▶ _Task brief_
Reproduce the records verbatim, beginning with their first line and continuing up to and including the line that contains "[(197, 159), (160, 156), (91, 157), (42, 150), (112, 188)]".
>> BEGIN
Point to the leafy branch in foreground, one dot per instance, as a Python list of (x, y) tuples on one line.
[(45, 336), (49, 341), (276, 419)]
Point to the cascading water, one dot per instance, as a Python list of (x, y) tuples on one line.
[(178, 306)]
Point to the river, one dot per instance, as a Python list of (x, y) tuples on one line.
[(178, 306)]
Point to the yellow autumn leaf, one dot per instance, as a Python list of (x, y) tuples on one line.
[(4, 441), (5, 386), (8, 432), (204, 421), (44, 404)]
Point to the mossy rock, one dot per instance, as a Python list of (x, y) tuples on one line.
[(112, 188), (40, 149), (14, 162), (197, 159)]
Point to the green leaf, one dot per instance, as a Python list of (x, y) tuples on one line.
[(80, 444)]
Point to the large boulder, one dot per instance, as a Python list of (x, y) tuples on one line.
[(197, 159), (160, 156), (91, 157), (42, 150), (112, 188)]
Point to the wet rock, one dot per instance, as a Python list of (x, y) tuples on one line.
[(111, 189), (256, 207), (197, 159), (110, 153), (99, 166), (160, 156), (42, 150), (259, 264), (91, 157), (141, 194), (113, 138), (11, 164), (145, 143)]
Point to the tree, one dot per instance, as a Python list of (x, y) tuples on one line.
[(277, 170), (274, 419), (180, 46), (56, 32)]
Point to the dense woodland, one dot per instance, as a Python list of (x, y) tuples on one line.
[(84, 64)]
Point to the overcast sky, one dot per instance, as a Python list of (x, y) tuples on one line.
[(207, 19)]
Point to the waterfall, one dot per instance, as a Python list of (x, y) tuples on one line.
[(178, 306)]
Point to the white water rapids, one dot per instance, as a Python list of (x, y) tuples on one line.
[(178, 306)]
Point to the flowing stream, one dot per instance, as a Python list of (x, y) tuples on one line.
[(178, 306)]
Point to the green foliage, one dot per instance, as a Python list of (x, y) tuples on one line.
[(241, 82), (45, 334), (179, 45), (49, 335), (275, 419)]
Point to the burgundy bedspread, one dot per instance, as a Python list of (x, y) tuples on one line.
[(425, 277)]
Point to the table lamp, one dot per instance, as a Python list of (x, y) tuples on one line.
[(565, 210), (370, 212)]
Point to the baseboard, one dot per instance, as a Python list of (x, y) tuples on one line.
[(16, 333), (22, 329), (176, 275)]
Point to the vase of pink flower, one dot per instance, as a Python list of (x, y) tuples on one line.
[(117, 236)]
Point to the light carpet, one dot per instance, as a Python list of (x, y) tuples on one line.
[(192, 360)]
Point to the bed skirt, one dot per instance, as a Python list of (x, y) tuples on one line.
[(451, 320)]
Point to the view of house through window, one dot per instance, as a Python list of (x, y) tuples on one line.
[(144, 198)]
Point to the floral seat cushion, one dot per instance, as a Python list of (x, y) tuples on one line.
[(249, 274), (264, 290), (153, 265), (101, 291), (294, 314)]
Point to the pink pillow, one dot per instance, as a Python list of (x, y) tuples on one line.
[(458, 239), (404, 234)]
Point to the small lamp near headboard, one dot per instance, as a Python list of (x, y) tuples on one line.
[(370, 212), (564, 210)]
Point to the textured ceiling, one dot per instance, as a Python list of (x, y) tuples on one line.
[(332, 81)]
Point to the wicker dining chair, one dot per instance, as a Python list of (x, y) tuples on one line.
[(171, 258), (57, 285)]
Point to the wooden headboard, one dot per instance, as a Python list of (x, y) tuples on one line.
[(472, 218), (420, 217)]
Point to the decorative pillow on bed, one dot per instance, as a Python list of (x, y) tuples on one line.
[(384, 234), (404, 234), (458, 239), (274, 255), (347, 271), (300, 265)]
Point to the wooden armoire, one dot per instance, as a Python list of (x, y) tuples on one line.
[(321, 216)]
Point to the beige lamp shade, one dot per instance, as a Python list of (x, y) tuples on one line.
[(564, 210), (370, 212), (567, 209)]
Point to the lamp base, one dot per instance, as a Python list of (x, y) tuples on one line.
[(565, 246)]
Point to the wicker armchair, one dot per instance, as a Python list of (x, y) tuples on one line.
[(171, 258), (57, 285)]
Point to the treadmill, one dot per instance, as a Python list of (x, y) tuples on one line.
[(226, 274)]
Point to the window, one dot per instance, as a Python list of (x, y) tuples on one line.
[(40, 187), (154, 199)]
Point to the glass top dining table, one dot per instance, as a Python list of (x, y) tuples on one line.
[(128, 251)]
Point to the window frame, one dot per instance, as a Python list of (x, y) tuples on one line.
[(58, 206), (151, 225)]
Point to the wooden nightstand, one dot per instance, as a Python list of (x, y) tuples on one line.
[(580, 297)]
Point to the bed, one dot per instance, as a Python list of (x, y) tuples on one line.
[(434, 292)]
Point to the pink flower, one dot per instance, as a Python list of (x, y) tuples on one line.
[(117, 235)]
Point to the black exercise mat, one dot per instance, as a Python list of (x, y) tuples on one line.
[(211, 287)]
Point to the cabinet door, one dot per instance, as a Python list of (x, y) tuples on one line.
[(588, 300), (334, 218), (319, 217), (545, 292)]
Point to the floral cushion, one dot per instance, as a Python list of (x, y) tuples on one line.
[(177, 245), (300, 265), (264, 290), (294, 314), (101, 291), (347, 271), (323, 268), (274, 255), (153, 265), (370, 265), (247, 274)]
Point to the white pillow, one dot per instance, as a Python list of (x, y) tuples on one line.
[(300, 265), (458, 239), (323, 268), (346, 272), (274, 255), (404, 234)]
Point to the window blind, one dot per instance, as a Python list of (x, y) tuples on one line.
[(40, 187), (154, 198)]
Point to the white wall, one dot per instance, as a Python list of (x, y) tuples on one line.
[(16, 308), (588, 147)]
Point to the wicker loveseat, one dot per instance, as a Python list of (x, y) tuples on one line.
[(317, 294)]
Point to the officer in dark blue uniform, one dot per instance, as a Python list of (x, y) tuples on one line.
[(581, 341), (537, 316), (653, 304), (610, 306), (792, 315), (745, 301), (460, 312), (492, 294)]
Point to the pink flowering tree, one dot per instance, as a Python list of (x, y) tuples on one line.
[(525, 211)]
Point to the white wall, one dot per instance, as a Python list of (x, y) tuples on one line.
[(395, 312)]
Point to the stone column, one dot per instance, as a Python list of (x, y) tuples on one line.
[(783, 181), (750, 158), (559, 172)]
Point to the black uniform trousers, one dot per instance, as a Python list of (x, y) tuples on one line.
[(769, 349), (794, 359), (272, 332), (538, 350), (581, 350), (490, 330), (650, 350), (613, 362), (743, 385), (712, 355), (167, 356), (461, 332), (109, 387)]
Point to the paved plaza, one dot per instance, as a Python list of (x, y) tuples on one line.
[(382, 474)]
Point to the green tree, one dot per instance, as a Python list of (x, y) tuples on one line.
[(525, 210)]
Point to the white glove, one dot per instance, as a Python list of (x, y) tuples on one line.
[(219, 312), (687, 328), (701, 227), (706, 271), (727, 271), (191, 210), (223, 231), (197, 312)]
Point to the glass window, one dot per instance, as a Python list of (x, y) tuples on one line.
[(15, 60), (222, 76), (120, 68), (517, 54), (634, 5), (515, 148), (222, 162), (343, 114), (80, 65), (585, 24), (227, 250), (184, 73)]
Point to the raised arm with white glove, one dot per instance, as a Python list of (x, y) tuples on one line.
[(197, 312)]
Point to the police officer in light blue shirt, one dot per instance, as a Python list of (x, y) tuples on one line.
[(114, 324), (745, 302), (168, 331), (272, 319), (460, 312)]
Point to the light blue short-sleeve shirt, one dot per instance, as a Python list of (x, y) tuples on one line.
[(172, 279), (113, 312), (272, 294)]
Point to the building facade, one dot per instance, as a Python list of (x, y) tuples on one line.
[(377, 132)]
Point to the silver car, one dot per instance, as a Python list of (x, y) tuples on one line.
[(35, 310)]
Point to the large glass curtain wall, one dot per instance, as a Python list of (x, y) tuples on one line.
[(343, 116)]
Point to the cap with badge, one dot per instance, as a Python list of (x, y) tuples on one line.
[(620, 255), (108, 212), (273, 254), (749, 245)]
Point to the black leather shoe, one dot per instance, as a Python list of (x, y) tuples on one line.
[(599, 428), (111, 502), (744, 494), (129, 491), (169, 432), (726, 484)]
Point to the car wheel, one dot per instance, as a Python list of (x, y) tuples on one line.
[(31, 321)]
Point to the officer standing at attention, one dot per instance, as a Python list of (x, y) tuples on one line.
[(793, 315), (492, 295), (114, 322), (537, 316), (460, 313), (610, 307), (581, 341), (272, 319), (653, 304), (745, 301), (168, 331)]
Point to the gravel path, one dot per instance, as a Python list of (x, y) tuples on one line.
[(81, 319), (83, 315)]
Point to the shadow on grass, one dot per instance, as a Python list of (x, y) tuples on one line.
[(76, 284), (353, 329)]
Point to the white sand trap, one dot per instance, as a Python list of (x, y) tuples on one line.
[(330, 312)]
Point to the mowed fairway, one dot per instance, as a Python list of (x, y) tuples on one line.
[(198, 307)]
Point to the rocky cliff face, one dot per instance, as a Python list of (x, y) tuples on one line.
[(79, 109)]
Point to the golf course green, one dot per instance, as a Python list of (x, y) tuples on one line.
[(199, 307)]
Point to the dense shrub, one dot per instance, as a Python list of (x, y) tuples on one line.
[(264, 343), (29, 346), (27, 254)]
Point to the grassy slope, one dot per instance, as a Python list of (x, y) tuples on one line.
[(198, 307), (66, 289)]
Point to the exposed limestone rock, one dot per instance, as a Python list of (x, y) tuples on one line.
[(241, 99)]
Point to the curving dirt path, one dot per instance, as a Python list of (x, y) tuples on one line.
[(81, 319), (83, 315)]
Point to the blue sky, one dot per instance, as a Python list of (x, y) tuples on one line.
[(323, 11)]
>> END
▶ _Task output_
Point to the leafy branch in foreground, one dot per instance, as a Python list of (x, y) tuples on one line.
[(45, 336), (49, 341), (276, 419)]
Point to the cascading water, one dot per instance, as a Python list of (x, y) tuples on one line.
[(178, 306)]
Point to the river, one dot per instance, as a Python list of (x, y) tuples on one line.
[(178, 306)]
Point to the yellow autumn leaf, one dot per instance, as a Python list of (x, y) tuples on one line.
[(4, 441), (5, 386), (8, 432), (204, 421), (44, 404)]
Point to the mossy rock, one dot per instance, as a Python list of (x, y) tuples on one line.
[(112, 188), (40, 149), (14, 162), (197, 159)]
Point to the green leaf, one dot per instance, as a Python list of (x, y) tuples on one line.
[(80, 444)]
Point to the large boulder, one dot per instance, as a Python list of (x, y) tuples on one line.
[(197, 159), (160, 156), (91, 157), (42, 150), (112, 188)]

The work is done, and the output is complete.